Worries about Communist infiltration in Castro's regime were reflected in yet another, and considerably more militant, quarter.

In late June, William Morgan surfaced again. I came home one evening to find a note from the maid, Zaida, saying that the well-known American Comandante "Weelyam Morgan" had called and asked me to telephone him at once. I did so, but with great reservations. By this time the dictatorship had progressed to the point where so-called key members of the Embassy were warned by the security officer that their phones had been tapped and that they be guided accordingly. Since, as Press Attaché, it was necessary for me to make some twelve telephone calls each night to the Ambassador, to the Minister-Counselor, and to others, I was inclined not to call Morgan. But the message from Zaida also said that the Morgan call was one "of life and death," so I phoned, to hear him whisper intensely: "Come to my house early tomorrow morning."

Morgan's residence differed but little from the houses of the other revolutionaries. Located at the corner of 66th street and 7th avenue in the swanky Miramar section of Havana, his house was sumptuous--confiscated from a Batistiano--and Morgan lived there in the comfort of the "new class." My car, of course, had diplomatic plates, so I parked it several blocks away and walked. I rang the doorbell and waited. The door opened just a slit, and through the slit emerged the muzzle of a rifle. A voice behind it asked me to identify myself. I did. It closed again for a few seconds, then was swiftly jerked open and, protesting, I was almost literally pulled over the threshhold by two fierce-looking bearded gents. Then Morgan appeared.

Dressed in his Rebel Army uniform, bearing the one-star rank of Comandante, (the highest rank in Castro's army) Morgan waved the sentries aside, greeting me like a long-lost brother. We walked over and around fifteen snoring barbudos stretched out in the living room and the hall of the house to a small, dark study.

Seating himself behind a desk, Morgan lighted a cigarette, offered me one, and reached into one of the drawers. He drew out several cans of what appeared to be tape for a tape recorder. "Do you know what that is?" he asked. I replied that I couldn't be certain, but that it  looked like tape.

"This," said Morgan slowly and importantly, "is anti-Castro propaganda. We are broadcasting to the Cuban people every night. Now, what do you think about that?"

What I thought of the conversation was to turn my back on Morgan and without a word walk out into the hallway. I turned around to see him sitting at the desk with his mouth open, staring at me. He spread his arms, and said. "What's the matter, chico?" I beckoned him to come out in the hall. He grinned and followed me into the hall.

"Listen, Willie," I said angrily, "whatever you have to say to me, or me to you, will be said in the wide open spaces, not in an office equipped with a tape recorder."

"You thought I was going to record you, eh?" Morgan chuckled. "Naw, I'm not interested in that. But it's your decision. C'mon, I want to show you something."

Dataset entries
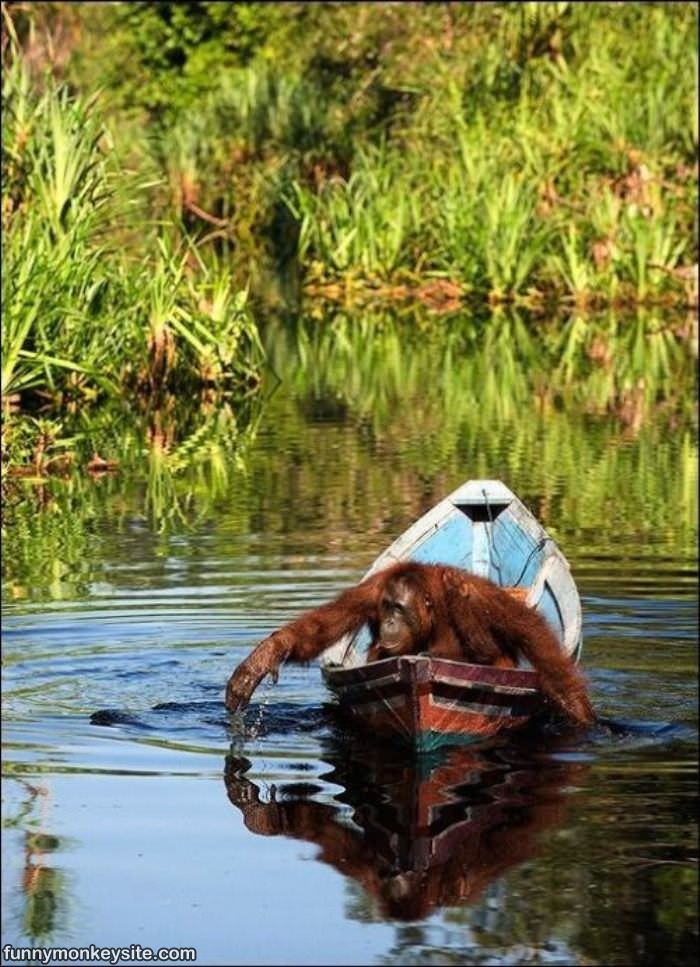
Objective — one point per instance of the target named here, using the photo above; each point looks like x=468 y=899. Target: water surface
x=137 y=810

==

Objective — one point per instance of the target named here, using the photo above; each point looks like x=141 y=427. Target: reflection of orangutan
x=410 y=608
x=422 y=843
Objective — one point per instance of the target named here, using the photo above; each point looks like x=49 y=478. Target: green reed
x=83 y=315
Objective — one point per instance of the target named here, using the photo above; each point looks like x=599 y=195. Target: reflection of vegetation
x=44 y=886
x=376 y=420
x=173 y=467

...

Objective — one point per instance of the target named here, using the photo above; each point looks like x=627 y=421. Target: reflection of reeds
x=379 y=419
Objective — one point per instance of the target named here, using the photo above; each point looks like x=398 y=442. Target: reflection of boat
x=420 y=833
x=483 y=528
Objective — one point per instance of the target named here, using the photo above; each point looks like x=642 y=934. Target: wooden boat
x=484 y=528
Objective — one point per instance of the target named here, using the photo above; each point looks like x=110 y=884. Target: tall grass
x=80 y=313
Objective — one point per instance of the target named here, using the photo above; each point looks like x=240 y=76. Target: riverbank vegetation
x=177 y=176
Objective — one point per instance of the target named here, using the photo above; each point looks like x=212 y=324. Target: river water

Written tasks
**1.** In the excerpt about William Morgan, at what corner was Morgan's house located?
**2.** Reproduce the excerpt about William Morgan word for word, everything from "Seating himself behind" down to "looked like tape.".

Answers for the tasks
**1.** At the corner of 66th street and 7th avenue, in the Miramar section of Havana.

**2.**
Seating himself behind a desk, Morgan lighted a cigarette, offered me one, and reached into one of the drawers. He drew out several cans of what appeared to be tape for a tape recorder. "Do you know what that is?" he asked. I replied that I couldn't be certain, but that it  looked like tape.